# Request
Render the records from the line containing "formatted like [120,115]." up to and including the last line of the records as a JSON list of strings, one string per line and blank lines omitted.

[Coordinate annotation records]
◆ ◆ ◆ ◆

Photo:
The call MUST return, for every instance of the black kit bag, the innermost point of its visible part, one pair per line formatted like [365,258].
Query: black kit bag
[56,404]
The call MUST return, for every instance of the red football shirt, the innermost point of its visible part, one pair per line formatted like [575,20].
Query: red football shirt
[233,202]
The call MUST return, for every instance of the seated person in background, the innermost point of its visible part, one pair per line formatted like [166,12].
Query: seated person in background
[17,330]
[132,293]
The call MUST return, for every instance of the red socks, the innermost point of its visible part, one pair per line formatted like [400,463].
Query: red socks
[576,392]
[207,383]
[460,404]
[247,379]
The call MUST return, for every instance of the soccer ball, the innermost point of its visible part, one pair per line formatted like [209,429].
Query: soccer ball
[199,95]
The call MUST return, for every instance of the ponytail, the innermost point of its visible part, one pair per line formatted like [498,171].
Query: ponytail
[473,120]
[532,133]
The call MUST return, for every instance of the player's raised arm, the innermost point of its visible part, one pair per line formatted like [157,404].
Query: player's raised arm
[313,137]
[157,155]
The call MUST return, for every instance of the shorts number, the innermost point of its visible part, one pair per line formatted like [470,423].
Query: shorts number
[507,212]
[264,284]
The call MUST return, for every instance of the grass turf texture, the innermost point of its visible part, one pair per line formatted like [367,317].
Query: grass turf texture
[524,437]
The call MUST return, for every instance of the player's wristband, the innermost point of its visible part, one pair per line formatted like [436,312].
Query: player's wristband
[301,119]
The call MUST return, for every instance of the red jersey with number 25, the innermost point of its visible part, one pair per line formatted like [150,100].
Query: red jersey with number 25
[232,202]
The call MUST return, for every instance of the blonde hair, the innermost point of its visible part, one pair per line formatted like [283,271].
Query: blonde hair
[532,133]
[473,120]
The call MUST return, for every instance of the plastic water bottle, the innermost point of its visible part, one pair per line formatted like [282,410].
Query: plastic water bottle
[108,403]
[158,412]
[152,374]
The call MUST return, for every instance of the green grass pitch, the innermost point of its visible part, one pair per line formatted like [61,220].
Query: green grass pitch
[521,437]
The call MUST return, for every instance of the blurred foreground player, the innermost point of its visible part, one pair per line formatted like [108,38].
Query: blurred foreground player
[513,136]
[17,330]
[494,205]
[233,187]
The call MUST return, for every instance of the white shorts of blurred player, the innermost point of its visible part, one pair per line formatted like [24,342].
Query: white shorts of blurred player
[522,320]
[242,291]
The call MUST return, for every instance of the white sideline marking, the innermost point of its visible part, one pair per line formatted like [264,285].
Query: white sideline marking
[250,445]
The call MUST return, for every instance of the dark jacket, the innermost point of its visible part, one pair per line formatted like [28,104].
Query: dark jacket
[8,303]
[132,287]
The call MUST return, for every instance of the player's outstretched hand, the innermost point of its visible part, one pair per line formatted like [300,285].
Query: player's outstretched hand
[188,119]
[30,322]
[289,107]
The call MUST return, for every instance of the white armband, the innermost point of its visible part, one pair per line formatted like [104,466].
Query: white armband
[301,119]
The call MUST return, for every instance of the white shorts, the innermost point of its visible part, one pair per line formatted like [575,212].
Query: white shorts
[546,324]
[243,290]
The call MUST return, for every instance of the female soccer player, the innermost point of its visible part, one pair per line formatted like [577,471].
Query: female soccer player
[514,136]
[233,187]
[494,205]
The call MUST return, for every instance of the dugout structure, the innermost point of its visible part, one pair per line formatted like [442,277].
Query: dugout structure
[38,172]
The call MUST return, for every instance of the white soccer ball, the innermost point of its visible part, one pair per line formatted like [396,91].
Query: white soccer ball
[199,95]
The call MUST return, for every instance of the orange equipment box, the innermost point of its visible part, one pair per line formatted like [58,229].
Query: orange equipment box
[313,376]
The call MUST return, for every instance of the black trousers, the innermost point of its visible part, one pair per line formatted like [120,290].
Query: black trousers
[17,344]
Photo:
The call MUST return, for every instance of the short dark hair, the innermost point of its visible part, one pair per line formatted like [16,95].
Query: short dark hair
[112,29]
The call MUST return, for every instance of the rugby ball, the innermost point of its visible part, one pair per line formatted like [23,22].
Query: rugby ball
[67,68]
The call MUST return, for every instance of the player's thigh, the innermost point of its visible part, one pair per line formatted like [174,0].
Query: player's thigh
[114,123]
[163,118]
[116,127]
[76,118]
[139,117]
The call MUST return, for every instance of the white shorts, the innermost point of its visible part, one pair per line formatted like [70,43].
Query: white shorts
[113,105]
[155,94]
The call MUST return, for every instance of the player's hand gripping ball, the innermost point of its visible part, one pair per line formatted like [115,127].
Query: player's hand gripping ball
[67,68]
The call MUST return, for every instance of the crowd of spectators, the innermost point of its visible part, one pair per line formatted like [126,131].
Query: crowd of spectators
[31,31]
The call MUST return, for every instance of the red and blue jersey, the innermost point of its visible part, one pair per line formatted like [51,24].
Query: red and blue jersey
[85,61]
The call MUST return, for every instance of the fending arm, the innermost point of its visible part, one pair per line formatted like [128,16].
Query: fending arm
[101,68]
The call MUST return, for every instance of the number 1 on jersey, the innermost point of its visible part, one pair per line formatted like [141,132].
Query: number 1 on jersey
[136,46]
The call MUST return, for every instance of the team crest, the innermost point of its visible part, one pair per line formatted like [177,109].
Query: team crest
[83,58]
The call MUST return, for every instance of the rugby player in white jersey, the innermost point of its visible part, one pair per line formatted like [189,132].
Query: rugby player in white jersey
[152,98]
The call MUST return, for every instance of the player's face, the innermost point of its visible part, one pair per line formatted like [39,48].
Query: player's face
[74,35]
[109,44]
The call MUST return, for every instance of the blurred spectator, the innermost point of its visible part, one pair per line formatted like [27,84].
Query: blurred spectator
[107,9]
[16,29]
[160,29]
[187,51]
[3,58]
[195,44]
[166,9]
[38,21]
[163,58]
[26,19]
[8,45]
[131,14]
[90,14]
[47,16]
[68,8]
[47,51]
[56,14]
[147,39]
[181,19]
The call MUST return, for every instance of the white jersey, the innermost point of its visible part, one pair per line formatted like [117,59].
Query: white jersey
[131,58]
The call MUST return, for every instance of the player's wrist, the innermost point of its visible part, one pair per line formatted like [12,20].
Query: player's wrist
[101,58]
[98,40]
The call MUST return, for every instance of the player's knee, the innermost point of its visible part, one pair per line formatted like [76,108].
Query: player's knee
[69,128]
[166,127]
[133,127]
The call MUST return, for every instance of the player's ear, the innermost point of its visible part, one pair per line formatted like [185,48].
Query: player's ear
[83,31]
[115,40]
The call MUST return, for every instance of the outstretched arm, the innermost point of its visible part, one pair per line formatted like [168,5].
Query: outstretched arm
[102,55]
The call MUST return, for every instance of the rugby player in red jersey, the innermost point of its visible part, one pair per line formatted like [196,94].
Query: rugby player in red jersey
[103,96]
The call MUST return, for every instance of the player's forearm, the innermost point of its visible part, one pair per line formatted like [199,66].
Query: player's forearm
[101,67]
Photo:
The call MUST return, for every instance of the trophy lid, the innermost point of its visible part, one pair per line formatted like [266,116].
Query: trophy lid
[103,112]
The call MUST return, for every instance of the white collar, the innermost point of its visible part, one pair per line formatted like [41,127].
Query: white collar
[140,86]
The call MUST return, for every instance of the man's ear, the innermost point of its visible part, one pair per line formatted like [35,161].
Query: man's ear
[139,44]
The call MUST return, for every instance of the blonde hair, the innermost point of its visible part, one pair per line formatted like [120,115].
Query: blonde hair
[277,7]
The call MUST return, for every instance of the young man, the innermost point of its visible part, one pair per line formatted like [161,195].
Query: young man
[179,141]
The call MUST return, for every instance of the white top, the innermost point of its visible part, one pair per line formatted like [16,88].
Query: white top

◆ ◆ ◆ ◆

# Answer
[
  "The call MUST return, for every instance of the blonde hair, the innermost point of its visible part, one pair per line formatted like [120,115].",
  "Query: blonde hair",
  "[277,7]",
  "The call MUST return, for every instance of the young man, the innermost point of its visible part, one pair per line formatted like [161,195].",
  "Query: young man",
  "[179,141]",
  "The call MUST return, for every instance of the white top, the innermost point of its visible part, one pair per line formatted like [16,88].",
  "Query: white top"
]